→ **PROBLEM**: Reproduce the following lines word for word, without changing anything.

→ **RECORDED DATA**:
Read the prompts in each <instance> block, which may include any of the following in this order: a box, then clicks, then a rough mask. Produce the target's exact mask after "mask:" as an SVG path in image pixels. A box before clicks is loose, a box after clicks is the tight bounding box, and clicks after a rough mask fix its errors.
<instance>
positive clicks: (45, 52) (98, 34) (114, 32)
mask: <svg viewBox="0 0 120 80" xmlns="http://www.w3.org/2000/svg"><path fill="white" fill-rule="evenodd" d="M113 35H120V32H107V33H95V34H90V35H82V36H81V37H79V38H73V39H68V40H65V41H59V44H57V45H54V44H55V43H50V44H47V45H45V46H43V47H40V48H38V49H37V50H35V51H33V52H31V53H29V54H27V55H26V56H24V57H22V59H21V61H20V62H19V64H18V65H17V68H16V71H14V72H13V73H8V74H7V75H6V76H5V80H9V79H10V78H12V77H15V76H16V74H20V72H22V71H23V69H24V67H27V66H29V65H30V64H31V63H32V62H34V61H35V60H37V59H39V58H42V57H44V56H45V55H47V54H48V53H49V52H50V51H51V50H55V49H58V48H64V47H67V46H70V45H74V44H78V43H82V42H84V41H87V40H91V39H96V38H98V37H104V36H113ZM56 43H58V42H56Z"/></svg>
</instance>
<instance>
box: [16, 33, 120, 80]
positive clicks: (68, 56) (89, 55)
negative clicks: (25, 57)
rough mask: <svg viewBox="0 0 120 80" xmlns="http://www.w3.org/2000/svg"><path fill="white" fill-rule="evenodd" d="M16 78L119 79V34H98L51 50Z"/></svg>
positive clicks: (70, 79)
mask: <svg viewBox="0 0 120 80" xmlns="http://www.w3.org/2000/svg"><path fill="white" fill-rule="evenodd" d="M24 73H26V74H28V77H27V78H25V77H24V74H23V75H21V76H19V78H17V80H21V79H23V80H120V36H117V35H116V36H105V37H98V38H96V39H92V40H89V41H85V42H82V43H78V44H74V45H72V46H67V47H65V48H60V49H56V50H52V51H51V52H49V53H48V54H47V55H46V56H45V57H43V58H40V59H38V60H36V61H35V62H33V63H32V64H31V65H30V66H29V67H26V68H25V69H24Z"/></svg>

→ **ANSWER SECTION**:
Read the prompts in each <instance> block, which may include any of the following in this order: a box, then clicks, then a rough mask. Produce the target's exact mask after "mask:" as an SVG path in image pixels. A box before clicks is loose, a box after clicks is the tight bounding box, and clicks after a rough mask fix its errors.
<instance>
positive clicks: (45, 52) (98, 34) (114, 32)
mask: <svg viewBox="0 0 120 80" xmlns="http://www.w3.org/2000/svg"><path fill="white" fill-rule="evenodd" d="M113 35H120V32H107V33H95V34H90V35H82V36H81V37H79V38H73V39H68V40H65V41H59V44H57V45H54V44H55V43H50V44H47V45H45V46H43V47H40V48H38V49H37V50H35V51H33V52H31V53H29V54H27V55H26V56H24V57H22V59H21V61H20V62H19V64H18V65H17V68H16V71H14V72H13V73H8V74H7V75H6V76H5V80H9V79H10V78H12V77H15V76H16V74H20V72H22V71H23V69H24V67H27V66H29V65H30V64H31V63H32V62H34V61H35V60H37V59H39V58H42V57H44V56H45V55H47V54H48V53H49V52H50V51H51V50H55V49H58V48H64V47H67V46H70V45H74V44H78V43H82V42H84V41H87V40H91V39H96V38H98V37H104V36H113ZM56 43H58V42H56Z"/></svg>
</instance>
<instance>
box: [16, 33, 120, 80]
positive clicks: (68, 56) (89, 55)
negative clicks: (25, 57)
rough mask: <svg viewBox="0 0 120 80" xmlns="http://www.w3.org/2000/svg"><path fill="white" fill-rule="evenodd" d="M16 78L119 79V34H98L51 50Z"/></svg>
positive clicks: (70, 79)
mask: <svg viewBox="0 0 120 80" xmlns="http://www.w3.org/2000/svg"><path fill="white" fill-rule="evenodd" d="M24 73H26V74H28V77H27V78H25V77H24V74H23V75H21V76H19V78H17V80H21V79H23V80H120V36H117V35H116V36H105V37H98V38H96V39H92V40H89V41H85V42H82V43H78V44H74V45H72V46H67V47H65V48H60V49H56V50H52V51H51V52H49V53H48V54H47V55H46V56H45V57H43V58H40V59H38V60H36V61H35V62H33V63H32V64H31V65H30V66H29V67H26V68H25V69H24Z"/></svg>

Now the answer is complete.